Selected extract –
|---|

Sure sounds like a Delta. Some Delta, you can remove the plastic threaded part and have it remain on the copper. Here's what an (rather old) Delta tub faucet looks like












And usually it threads onto this












Now, some Delta (mine is this way) I can remove the plastic threaded piece and have it remain on the pipe which it sounds like happened in your case. You should be able to gently unscrew the plastic piece from the copper and have a picture like above. That being the case, bring it to a plumbing supply house they should be able to hook you up. Delta has had the above for a while.


----------



## cspirit (Dec 1, 2008)

ah thanks Piedmont- ill go this W/e to a real plumbing shop. you are right- the plastic sleeve does remain on the pipe after i remove the spout. ill let you know - similar yes - i sure appreciate your fast and informative reply- sincerely christine


----------



## cspirit (Dec 1, 2008)

|---|

Provided material –
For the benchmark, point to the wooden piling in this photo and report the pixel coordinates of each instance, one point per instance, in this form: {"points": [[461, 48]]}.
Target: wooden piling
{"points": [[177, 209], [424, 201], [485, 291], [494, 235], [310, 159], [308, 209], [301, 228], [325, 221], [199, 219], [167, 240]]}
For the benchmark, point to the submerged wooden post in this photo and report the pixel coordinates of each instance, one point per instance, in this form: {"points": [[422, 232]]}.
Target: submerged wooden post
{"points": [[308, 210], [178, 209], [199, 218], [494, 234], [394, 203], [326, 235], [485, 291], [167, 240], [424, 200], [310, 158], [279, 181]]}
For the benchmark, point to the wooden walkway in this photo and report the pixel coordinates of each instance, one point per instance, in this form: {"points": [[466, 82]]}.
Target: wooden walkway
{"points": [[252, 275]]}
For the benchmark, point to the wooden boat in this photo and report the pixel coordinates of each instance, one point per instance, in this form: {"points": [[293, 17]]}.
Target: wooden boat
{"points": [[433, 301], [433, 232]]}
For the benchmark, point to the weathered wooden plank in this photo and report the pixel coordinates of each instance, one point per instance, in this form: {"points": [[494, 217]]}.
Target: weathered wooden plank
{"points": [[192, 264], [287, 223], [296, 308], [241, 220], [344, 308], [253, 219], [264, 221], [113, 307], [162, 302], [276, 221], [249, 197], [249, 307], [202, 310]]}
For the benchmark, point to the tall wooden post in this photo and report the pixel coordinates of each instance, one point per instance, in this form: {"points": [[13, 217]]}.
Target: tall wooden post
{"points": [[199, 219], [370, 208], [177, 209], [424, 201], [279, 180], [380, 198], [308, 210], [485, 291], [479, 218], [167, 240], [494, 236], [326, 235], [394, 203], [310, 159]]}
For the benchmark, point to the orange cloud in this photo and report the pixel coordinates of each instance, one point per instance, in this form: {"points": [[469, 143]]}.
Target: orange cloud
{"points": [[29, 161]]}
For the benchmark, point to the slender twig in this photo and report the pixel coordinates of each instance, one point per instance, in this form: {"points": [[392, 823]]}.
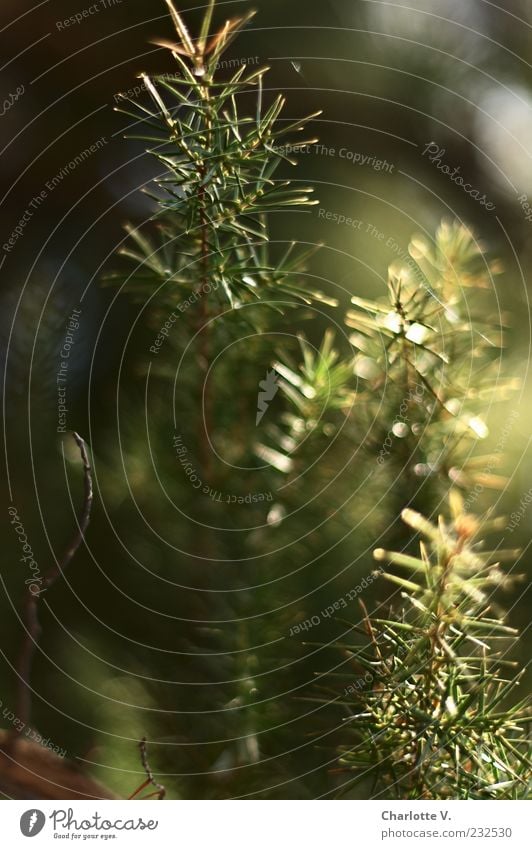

|---|

Task requirements –
1. Can you copy out the passage of the Delta tub spout thread that starts with "Now, some Delta" and goes on through "for a while."?
2. In the Delta tub spout thread, what does cspirit say stays on the pipe after the spout is removed?
3. Could you pick up the Delta tub spout thread from where it stops and write what comes next?

Responses –
1.
Now, some Delta (mine is this way) I can remove the plastic threaded piece and have it remain on the pipe which it sounds like happened in your case. You should be able to gently unscrew the plastic piece from the copper and have a picture like above. That being the case, bring it to a plumbing supply house they should be able to hook you up. Delta has had the above for a while.

2. The plastic sleeve.

3.
*more problem with bathtub spout replacement*

Okay - I took a picture of the spout and of the "inner workings" of the spout to the plumbing store. They said they had never seen this --wow. now i know i am in trouble. Anyway , it took 5 minutes of explaining that the "slip on" spout would not work because there are threads on the pipe coming from the wall-. SO, the only explanation they could give me ( actually, it was a man who on his day off who took the time to explain to me)- that i could take off the pipe - twist off carefully- and replace with shorter one and then use a standard spout. Does anyone know or has anyone seen a spout like this ?- is it a DELTA and where i might find one? The pull handle to turn on water is a MOEN, but that probably does not mean much/ otherwise ill have to take off the other pipe- tricky, as i dont want to break the tile (not alot of turning or torque room and i dont have a large wrench) But it will be last resort if i just cant replace this one- thanks all- oh house built 1977


----------



## cgw973 (Mar 18, 2011)

*tub faucet*

I have a tub faucet just like the one you talked about in posting of 2008 (?)
what did you finally do.. ever find a new one like it, was it a Delta?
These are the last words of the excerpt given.